(Location annotation dataset excerpts)
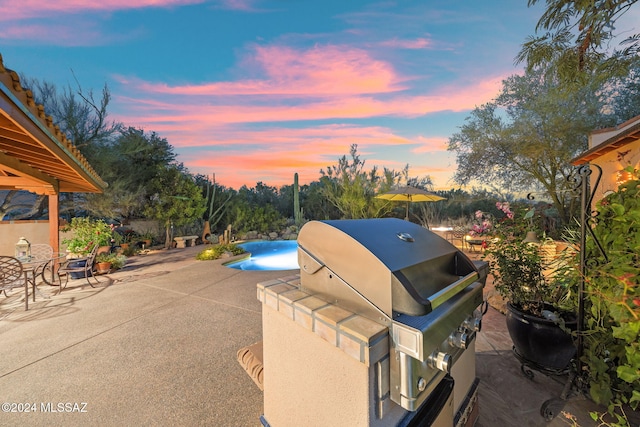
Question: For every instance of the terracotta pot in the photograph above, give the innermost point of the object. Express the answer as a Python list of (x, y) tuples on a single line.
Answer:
[(103, 267)]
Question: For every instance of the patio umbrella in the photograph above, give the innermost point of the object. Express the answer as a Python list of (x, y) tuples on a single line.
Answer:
[(409, 194)]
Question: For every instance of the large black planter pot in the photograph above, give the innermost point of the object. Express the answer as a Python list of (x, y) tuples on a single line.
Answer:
[(538, 342)]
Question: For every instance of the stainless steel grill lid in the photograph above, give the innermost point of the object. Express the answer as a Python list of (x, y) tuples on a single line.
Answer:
[(398, 266)]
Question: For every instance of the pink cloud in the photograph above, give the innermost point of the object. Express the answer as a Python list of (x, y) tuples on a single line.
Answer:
[(45, 8), (64, 35), (320, 71), (455, 98), (419, 43), (431, 144)]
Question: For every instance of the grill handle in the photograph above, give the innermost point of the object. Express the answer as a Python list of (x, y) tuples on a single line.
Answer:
[(443, 295)]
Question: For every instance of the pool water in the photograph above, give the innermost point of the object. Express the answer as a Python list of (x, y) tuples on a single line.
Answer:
[(269, 255)]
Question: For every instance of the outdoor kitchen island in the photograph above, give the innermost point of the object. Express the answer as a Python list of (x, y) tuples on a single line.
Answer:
[(378, 329)]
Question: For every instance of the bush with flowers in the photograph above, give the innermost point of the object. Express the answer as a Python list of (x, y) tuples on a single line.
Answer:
[(86, 233), (519, 269)]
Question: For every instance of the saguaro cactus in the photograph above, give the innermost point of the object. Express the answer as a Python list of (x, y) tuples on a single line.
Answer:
[(297, 211)]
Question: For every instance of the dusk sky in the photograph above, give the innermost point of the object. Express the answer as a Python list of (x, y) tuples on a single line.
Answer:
[(256, 90)]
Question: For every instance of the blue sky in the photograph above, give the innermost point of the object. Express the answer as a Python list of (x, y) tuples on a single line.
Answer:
[(256, 90)]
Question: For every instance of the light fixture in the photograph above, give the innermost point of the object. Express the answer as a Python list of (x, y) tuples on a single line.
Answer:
[(23, 249), (531, 238)]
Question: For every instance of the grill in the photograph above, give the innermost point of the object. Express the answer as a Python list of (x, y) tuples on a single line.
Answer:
[(410, 280)]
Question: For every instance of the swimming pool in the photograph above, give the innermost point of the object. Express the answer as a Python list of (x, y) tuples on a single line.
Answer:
[(269, 255)]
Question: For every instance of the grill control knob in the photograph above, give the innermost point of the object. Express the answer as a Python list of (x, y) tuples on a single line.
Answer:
[(473, 324), (440, 361), (459, 339)]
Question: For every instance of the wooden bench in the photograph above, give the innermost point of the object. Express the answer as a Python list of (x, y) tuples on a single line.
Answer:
[(184, 241)]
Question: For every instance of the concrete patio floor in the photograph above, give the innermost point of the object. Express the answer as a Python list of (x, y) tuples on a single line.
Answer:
[(157, 346)]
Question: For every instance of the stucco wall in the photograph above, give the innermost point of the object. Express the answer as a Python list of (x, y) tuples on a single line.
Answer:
[(611, 163)]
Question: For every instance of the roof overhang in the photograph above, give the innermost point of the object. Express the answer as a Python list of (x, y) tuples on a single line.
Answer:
[(34, 154), (616, 138)]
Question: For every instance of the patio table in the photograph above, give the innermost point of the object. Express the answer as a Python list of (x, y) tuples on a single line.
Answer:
[(34, 266)]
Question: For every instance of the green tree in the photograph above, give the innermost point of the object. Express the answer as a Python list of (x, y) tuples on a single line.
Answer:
[(176, 200), (352, 190), (83, 118), (581, 40), (525, 139), (129, 163)]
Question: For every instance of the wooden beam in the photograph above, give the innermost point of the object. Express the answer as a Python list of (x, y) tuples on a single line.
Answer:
[(54, 222), (18, 168)]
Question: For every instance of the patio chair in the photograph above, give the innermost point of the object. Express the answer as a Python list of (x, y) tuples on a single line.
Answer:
[(12, 275), (83, 266)]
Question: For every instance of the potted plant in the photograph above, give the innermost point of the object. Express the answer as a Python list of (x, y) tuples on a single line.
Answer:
[(85, 234), (539, 294), (611, 351), (104, 262), (147, 238)]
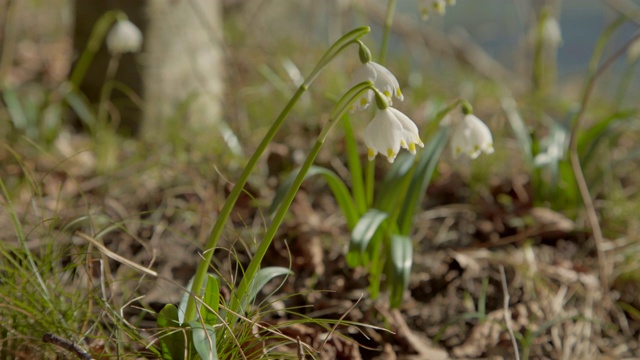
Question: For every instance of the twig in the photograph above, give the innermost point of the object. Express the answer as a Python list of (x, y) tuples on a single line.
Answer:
[(67, 345), (574, 158), (507, 312)]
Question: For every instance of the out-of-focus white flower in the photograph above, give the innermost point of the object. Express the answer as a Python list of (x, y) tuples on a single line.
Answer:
[(382, 80), (439, 6), (389, 131), (471, 137), (551, 33), (124, 37), (633, 52)]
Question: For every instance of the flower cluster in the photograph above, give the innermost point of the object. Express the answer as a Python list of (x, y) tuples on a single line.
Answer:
[(390, 129)]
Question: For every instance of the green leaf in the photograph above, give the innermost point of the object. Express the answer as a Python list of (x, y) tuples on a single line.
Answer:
[(355, 167), (183, 302), (590, 138), (337, 186), (172, 344), (204, 340), (421, 178), (387, 197), (362, 234), (263, 276), (401, 261), (211, 300)]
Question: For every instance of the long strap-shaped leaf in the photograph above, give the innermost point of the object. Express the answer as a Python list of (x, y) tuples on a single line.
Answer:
[(337, 186), (421, 178), (362, 234), (401, 263)]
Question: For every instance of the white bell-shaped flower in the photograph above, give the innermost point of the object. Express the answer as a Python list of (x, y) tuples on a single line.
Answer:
[(389, 131), (633, 51), (439, 6), (124, 37), (551, 32), (382, 80), (471, 137)]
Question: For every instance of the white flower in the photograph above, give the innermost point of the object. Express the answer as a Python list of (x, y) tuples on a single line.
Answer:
[(633, 51), (440, 6), (124, 37), (471, 137), (382, 80), (389, 131), (551, 32)]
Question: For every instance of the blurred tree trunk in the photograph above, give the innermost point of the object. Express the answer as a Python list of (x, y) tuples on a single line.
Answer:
[(178, 74)]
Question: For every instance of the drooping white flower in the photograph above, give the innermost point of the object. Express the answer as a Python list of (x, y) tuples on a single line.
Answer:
[(389, 131), (124, 37), (633, 51), (439, 6), (551, 33), (471, 137), (382, 80)]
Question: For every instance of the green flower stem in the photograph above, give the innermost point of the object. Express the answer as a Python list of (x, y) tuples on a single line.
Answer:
[(370, 167), (218, 227), (341, 107), (369, 178), (387, 30)]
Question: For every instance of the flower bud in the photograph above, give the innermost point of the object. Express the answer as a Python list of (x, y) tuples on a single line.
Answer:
[(124, 37)]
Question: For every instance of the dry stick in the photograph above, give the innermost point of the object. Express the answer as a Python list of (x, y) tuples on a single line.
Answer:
[(592, 215), (67, 345), (507, 313)]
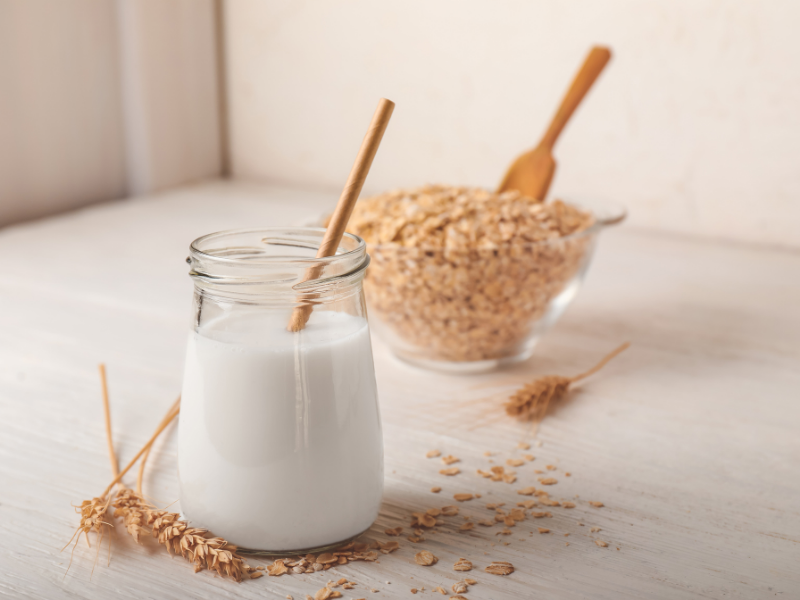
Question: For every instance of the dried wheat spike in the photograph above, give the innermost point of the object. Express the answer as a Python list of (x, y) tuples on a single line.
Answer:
[(531, 402), (176, 536)]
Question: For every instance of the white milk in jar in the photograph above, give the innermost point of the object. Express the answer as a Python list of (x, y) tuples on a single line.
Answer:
[(280, 444)]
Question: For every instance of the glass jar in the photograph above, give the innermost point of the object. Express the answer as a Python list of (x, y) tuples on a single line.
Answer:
[(280, 443)]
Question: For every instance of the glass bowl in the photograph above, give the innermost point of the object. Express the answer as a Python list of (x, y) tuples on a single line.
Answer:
[(477, 309)]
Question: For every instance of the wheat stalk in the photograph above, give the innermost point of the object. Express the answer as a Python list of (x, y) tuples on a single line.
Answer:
[(532, 401), (93, 512)]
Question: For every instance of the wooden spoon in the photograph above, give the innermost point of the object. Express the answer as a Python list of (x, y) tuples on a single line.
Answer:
[(532, 172)]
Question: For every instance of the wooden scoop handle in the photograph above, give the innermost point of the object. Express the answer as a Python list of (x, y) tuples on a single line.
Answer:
[(592, 67)]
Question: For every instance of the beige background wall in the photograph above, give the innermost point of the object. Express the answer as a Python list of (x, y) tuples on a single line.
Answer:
[(695, 126), (100, 99)]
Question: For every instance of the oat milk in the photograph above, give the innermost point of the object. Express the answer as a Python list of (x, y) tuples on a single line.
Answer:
[(280, 439)]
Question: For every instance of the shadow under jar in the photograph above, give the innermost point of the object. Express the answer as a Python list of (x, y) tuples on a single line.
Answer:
[(280, 443), (475, 309)]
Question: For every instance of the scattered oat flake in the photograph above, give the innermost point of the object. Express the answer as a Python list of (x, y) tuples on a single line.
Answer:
[(459, 587), (323, 594), (425, 558), (395, 531), (500, 568), (462, 565)]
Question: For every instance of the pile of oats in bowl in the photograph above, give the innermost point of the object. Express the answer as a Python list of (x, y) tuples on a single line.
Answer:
[(462, 275)]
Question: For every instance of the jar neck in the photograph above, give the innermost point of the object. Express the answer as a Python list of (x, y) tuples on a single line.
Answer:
[(276, 266)]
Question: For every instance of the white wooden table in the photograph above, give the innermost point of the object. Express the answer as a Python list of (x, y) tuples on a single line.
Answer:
[(690, 438)]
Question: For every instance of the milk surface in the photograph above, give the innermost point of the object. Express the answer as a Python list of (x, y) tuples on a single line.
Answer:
[(280, 444)]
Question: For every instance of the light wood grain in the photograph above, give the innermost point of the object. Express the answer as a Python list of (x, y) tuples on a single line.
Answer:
[(689, 437)]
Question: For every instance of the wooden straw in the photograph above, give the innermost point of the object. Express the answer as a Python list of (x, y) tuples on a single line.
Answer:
[(173, 412), (344, 208), (111, 454), (140, 477)]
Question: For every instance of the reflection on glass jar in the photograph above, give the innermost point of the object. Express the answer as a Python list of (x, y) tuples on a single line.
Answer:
[(280, 444)]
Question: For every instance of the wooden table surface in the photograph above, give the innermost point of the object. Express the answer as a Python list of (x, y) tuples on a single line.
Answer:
[(691, 438)]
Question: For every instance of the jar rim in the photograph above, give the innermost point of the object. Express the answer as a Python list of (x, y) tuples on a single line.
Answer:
[(278, 260), (270, 261)]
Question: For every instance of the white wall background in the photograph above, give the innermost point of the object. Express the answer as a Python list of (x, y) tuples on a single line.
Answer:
[(695, 125), (100, 99)]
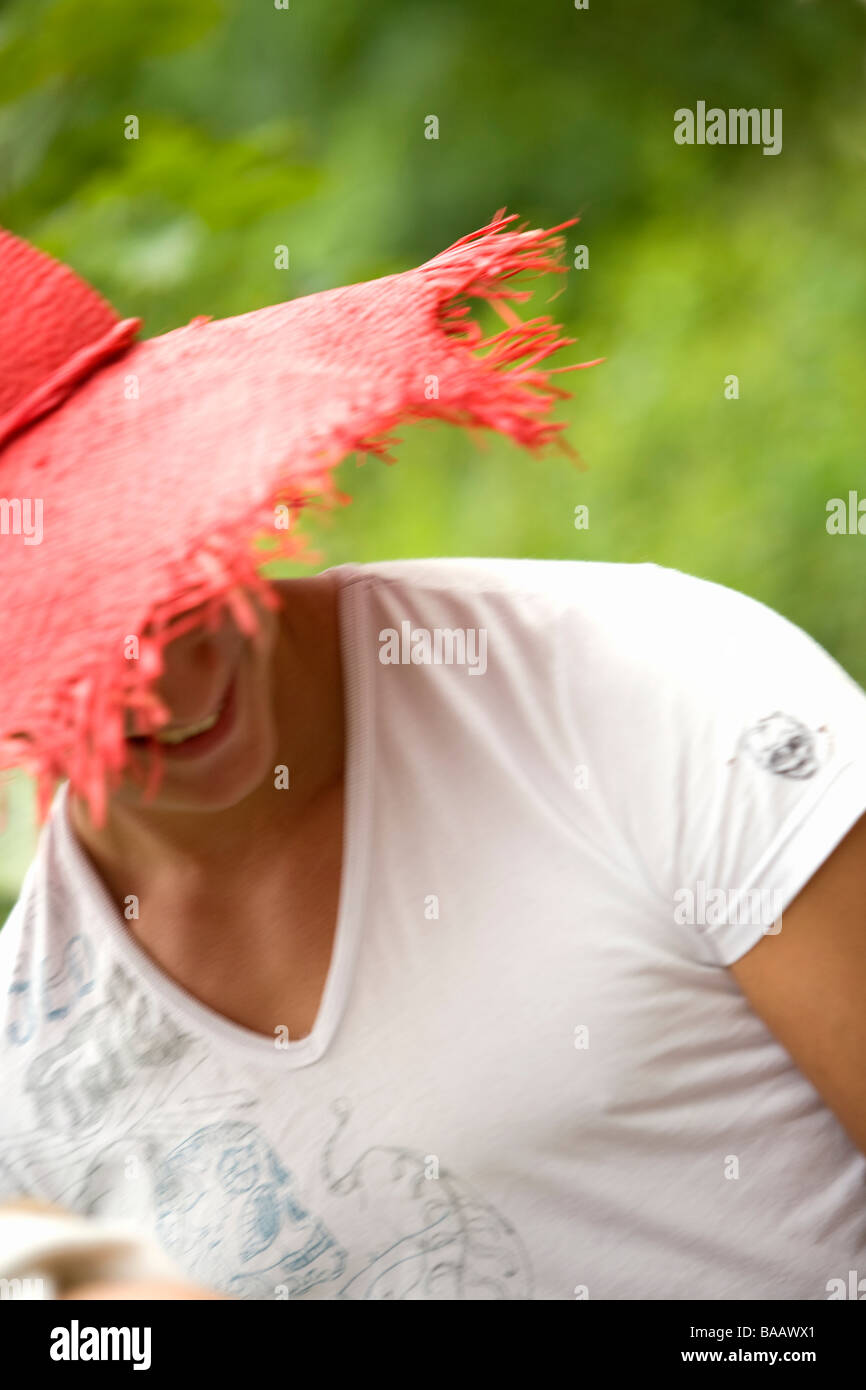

**INSTRUCTIONS FOR THE TASK**.
Please express the lines of the material as a JSON list of strings, one string per line and blank lines omitted, beginning at the line that contains "Question: For every instance of the pool" and stopping after the line that contains "[(378, 329)]".

**ANSWER FOR THIS EXERCISE**.
[
  "Question: For every instance of the pool water in the photograph above, give the innermost point of the object. Express the answer as a Python list of (x, y) tuples on a single line.",
  "Answer:",
  "[(269, 255)]",
  "Question: For every instance of the outdoor kitchen island in the photograph above, give the innermost point of the object. Express the answer as a Python list of (x, y) tuples on a single line.",
  "Answer:",
  "[(378, 329)]"
]